_Task to complete:_ Reproduce every line of the records below, requests included, multiplying each point coordinate in the answers by 1.7 and rounding to the nearest whole number, with halves rounded up. Leave the sample coordinates in the requests unchanged, and omit the pictures from your answer.
>> start
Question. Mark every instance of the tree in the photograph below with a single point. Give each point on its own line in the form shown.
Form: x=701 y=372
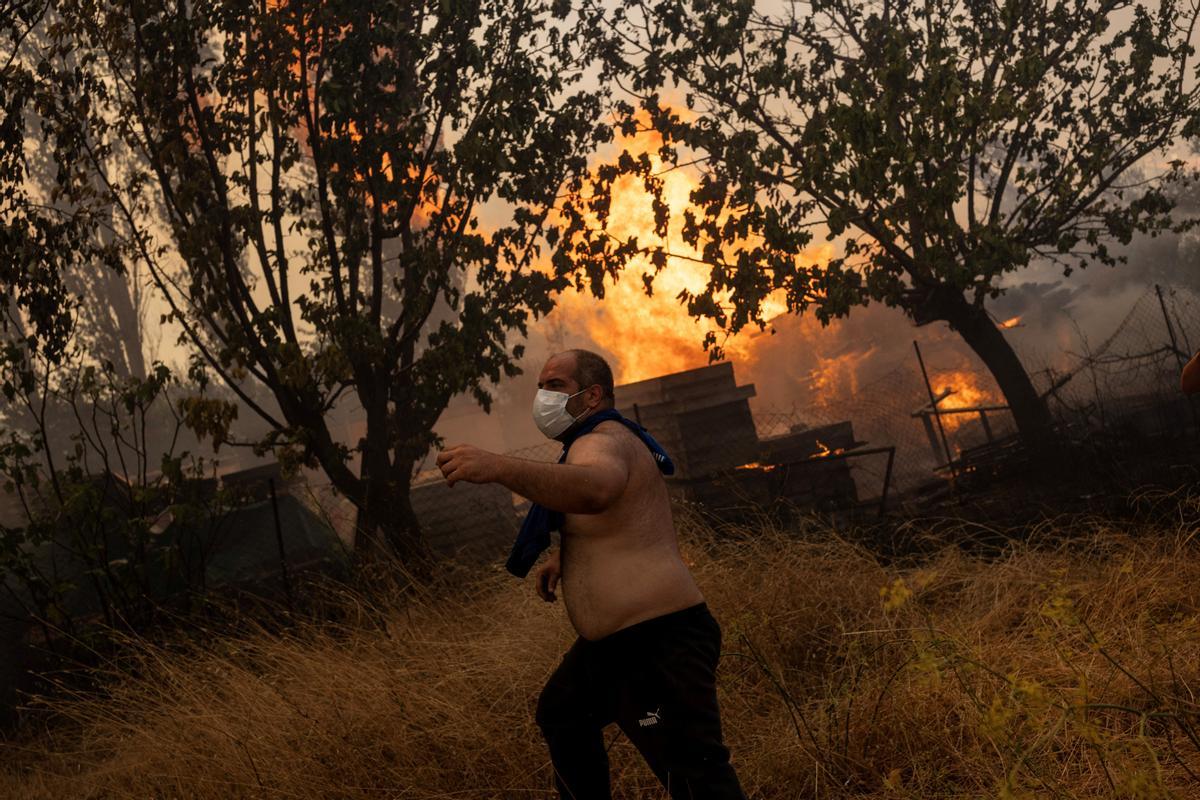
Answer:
x=304 y=184
x=946 y=143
>> end
_Answer to this task:_
Question. Mark every instance of the tree in the photograph below with a single point. Give each point on its own line in the form shown.
Form: x=701 y=372
Answer:
x=517 y=313
x=1608 y=243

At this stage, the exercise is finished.